#### Entries shown
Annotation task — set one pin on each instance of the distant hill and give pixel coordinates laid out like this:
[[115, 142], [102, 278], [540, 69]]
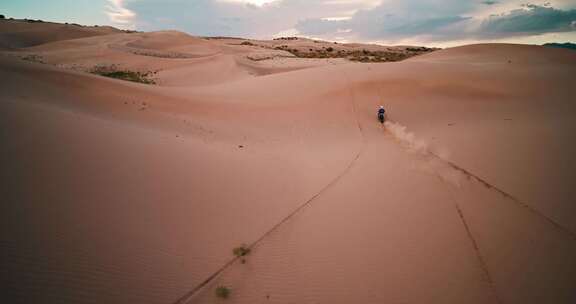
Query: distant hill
[[567, 45], [22, 33]]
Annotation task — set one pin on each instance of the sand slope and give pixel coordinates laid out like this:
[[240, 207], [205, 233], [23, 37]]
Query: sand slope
[[20, 33], [117, 192]]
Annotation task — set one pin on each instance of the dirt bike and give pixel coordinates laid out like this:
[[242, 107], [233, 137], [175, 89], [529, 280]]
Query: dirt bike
[[381, 117]]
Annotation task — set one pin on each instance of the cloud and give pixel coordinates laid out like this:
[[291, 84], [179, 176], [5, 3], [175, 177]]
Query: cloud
[[388, 21], [119, 14], [532, 19]]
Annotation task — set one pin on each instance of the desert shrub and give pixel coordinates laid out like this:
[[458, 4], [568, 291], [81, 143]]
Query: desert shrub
[[223, 292], [241, 251], [33, 58], [113, 71]]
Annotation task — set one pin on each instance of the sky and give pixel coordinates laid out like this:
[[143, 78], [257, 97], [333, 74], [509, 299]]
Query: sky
[[399, 22]]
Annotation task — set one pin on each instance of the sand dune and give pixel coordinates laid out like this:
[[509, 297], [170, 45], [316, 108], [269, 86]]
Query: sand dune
[[118, 192], [26, 33]]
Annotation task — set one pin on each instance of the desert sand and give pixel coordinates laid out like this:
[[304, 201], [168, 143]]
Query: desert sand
[[120, 192]]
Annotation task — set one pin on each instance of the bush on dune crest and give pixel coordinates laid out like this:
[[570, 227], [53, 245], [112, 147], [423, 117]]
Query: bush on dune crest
[[113, 71]]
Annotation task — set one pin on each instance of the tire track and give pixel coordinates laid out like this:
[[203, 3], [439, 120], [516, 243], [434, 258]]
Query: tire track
[[507, 195], [191, 293]]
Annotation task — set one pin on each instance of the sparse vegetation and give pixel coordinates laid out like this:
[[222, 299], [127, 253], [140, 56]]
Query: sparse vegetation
[[113, 71], [223, 292], [33, 58], [354, 54]]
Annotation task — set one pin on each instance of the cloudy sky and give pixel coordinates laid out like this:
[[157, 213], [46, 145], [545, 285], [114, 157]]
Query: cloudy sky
[[424, 22]]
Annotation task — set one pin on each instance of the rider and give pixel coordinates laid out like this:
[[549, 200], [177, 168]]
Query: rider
[[381, 112]]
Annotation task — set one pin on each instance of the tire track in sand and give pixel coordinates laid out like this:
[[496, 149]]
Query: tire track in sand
[[192, 292]]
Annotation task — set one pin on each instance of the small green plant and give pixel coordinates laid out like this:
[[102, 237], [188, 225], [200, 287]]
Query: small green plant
[[241, 252], [114, 71], [33, 58], [223, 292]]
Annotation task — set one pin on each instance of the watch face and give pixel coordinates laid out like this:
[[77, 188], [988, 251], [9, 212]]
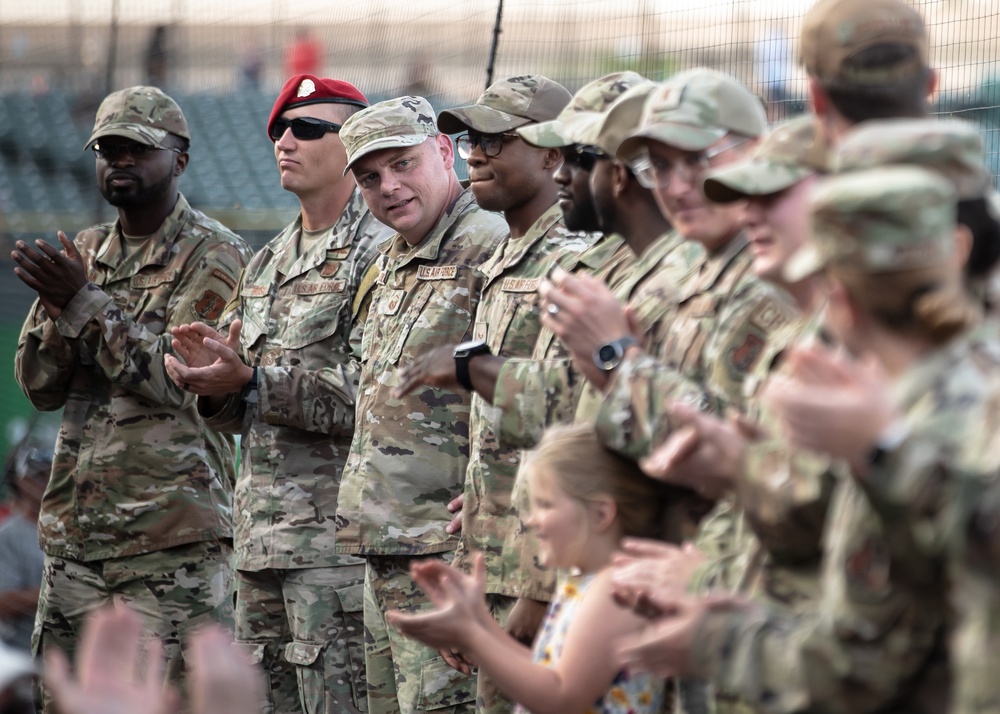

#### Goal of the exercise
Can you rewrite the records as a numbered list, from their very first line through the line containing "[[223, 292], [241, 251], [33, 58], [113, 71]]", including that line, with blank lines and pictures left out?

#### Expected answer
1. Annotation task — set one pin on each instance of the distant hill and give pixel coordinates laid out like this:
2. [[115, 142], [102, 278], [540, 69]]
3. Query: distant hill
4. [[567, 45], [22, 33]]
5. Annotation task — set one pin on each instance of the sand slope and give pixel coordinates laid out like this:
6. [[240, 207], [205, 233], [23, 37]]
7. Query: sand slope
8. [[20, 33], [117, 192]]
9. Annotation task — set one pin on each instance of the dirt bike and give pixel coordinates laid out like this:
10. [[242, 107], [233, 137], [175, 89], [529, 280]]
11. Query: dirt bike
12. [[381, 117]]
13. Annotation task — set one pin on each instance of the cloud and give pixel coordinates laid out like this:
14. [[291, 84], [179, 176], [5, 3], [175, 177]]
15. Query: cloud
16. [[388, 21], [119, 14], [532, 19]]
17. Annotation task — set one pin on each instance of the desert shrub and give pixel coordinates laid out like this:
18. [[458, 4], [568, 291], [81, 143]]
19. Query: desert shrub
20. [[223, 292], [241, 251], [33, 58], [113, 71]]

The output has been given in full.